WHAT THE TASK ASKS -> Starting with the line that has "Put a point on every instance of the orange tomato" in it, repeat every line through the last one, word for word, and give nothing more.

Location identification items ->
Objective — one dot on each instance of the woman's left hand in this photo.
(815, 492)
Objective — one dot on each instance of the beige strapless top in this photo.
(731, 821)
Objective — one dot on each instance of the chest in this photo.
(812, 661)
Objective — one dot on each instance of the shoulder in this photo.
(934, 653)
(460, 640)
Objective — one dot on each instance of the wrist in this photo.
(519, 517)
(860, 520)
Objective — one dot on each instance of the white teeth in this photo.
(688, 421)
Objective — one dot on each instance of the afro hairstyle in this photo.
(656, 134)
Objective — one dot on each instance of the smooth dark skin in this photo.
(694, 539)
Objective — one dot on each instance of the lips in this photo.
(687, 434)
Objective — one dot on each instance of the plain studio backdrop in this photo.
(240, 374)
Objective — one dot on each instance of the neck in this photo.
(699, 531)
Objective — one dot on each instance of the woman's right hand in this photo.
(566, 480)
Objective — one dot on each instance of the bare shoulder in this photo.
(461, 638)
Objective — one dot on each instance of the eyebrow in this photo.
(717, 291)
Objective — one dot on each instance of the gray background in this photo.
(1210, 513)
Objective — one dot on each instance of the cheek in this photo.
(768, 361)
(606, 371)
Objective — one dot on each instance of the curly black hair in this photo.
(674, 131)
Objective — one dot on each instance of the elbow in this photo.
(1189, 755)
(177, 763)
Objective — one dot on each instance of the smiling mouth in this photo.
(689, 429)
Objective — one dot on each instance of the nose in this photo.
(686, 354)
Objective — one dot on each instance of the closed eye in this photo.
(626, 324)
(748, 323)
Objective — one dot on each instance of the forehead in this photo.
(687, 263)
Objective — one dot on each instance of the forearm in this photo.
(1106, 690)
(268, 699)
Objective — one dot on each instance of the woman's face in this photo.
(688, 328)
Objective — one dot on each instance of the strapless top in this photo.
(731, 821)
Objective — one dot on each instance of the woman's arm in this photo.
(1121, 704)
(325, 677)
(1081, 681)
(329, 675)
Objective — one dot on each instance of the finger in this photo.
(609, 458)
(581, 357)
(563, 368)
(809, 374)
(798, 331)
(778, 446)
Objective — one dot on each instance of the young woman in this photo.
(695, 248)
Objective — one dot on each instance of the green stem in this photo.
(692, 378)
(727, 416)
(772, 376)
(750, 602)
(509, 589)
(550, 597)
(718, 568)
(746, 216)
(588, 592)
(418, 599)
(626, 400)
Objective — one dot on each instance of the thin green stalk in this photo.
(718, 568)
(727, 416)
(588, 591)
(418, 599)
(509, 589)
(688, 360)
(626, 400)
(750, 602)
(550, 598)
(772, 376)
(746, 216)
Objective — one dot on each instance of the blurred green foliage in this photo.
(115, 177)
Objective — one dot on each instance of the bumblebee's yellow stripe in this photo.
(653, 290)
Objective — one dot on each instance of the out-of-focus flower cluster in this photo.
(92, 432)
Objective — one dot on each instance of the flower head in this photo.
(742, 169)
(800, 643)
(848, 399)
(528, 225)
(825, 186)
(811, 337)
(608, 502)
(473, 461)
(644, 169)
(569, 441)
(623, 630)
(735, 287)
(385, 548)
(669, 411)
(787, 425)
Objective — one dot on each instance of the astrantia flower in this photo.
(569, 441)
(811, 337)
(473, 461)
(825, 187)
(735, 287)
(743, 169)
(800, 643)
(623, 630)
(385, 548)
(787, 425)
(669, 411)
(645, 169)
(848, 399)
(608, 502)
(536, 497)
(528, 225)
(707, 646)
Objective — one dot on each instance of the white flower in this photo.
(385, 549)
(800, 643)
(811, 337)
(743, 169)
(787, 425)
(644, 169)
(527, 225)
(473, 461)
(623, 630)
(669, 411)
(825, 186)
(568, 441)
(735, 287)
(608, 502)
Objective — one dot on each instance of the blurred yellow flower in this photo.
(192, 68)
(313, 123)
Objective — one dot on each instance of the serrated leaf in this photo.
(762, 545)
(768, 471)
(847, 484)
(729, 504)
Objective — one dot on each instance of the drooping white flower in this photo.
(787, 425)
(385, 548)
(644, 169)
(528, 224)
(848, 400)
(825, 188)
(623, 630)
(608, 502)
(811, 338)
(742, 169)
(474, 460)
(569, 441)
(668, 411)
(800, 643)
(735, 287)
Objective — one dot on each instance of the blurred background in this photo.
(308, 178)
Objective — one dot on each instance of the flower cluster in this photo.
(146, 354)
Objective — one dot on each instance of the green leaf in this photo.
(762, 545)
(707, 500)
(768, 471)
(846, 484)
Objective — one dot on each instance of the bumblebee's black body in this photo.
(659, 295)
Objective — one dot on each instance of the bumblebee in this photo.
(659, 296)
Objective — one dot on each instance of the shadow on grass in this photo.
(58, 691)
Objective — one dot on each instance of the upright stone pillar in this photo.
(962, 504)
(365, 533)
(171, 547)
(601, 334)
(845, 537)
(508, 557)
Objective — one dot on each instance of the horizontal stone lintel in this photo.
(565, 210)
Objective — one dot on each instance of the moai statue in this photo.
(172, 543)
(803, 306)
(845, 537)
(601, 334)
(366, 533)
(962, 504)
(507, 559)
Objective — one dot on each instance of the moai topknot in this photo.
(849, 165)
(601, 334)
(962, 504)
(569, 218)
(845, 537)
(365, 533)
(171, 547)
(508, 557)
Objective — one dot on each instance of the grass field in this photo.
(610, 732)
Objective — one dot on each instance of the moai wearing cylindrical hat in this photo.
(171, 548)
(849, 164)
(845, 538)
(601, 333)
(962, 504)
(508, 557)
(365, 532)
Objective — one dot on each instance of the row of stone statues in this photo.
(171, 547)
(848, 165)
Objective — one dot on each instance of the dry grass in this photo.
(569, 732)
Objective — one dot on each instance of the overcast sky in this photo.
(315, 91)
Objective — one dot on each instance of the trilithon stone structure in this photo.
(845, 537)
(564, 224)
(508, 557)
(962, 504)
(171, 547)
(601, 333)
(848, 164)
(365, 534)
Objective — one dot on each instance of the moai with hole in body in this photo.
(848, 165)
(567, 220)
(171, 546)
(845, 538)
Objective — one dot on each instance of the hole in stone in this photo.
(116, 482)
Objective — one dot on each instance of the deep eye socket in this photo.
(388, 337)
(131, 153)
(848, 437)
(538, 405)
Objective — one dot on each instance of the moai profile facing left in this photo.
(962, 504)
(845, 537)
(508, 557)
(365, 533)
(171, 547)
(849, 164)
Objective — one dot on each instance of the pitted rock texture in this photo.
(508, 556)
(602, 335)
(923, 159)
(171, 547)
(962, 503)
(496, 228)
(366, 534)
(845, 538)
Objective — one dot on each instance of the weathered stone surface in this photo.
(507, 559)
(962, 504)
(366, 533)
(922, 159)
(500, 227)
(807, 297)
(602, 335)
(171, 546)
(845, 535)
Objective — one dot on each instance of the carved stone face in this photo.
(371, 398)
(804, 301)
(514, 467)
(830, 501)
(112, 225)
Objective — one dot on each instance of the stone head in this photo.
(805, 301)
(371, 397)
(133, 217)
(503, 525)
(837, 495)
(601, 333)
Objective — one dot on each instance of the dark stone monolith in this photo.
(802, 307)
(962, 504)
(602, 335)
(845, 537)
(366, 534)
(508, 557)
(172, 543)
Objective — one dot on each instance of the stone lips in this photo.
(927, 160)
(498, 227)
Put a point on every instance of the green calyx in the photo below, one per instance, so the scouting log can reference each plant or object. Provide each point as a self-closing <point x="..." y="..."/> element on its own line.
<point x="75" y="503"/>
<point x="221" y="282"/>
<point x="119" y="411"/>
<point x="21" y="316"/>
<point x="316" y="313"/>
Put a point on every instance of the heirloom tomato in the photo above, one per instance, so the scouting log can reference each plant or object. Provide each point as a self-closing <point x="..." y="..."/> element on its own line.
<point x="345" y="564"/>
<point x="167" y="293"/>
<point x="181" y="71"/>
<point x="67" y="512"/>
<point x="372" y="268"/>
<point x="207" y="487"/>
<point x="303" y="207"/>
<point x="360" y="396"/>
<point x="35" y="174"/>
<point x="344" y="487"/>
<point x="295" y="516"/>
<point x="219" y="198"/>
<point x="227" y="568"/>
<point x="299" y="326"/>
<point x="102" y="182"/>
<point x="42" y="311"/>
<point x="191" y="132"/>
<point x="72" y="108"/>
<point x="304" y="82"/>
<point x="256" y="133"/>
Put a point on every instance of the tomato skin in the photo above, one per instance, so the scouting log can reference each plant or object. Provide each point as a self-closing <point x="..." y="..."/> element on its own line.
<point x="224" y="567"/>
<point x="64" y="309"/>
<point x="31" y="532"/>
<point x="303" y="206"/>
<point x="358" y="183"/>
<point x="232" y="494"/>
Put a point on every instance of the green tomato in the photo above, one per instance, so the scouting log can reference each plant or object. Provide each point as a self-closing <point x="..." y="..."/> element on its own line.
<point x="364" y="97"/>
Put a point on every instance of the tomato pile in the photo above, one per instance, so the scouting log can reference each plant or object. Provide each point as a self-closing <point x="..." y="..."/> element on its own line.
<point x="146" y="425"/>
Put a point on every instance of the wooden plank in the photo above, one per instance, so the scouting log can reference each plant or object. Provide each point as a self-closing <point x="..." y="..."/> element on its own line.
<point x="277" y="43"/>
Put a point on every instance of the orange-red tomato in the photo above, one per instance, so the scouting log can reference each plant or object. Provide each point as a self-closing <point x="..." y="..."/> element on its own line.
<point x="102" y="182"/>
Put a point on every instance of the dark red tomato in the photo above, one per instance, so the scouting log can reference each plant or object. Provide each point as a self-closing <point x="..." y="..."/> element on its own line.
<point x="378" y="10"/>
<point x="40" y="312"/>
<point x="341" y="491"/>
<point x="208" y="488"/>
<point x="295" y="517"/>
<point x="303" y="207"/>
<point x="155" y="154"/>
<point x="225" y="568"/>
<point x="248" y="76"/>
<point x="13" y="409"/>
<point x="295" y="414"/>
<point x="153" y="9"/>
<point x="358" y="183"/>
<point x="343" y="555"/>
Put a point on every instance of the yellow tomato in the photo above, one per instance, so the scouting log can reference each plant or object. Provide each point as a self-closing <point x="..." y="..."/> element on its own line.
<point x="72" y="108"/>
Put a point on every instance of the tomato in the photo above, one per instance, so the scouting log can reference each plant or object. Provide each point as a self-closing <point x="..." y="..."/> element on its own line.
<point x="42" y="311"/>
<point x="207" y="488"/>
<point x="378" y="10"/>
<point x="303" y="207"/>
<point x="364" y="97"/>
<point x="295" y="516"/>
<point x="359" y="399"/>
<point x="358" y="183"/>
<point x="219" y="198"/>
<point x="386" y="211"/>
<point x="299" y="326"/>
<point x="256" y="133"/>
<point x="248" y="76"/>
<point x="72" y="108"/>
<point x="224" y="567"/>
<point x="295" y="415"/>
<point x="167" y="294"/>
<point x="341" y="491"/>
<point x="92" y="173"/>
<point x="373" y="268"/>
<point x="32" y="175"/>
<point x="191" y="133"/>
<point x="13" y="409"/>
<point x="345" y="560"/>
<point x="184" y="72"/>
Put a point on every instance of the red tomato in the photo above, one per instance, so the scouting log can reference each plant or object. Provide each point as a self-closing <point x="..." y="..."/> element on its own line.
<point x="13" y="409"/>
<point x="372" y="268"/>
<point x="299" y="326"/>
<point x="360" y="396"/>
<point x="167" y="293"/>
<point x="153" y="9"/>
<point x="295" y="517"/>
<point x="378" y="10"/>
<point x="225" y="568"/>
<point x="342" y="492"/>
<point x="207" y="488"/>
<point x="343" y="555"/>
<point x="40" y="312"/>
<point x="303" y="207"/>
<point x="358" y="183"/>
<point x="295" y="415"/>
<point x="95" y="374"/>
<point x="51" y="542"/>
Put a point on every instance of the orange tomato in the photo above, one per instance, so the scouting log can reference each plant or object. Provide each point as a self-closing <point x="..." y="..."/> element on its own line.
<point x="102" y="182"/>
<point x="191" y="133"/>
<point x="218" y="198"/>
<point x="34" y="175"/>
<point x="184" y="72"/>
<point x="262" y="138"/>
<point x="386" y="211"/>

SOLUTION TO THE PROBLEM ->
Put a point on every instance of the orange tomato in the photo above, one per instance, so the scouting log can reference each plant or object. Provide each point as a self-closing <point x="..." y="..."/> element on its own line.
<point x="102" y="182"/>
<point x="191" y="133"/>
<point x="218" y="198"/>
<point x="34" y="175"/>
<point x="184" y="72"/>
<point x="262" y="138"/>
<point x="386" y="211"/>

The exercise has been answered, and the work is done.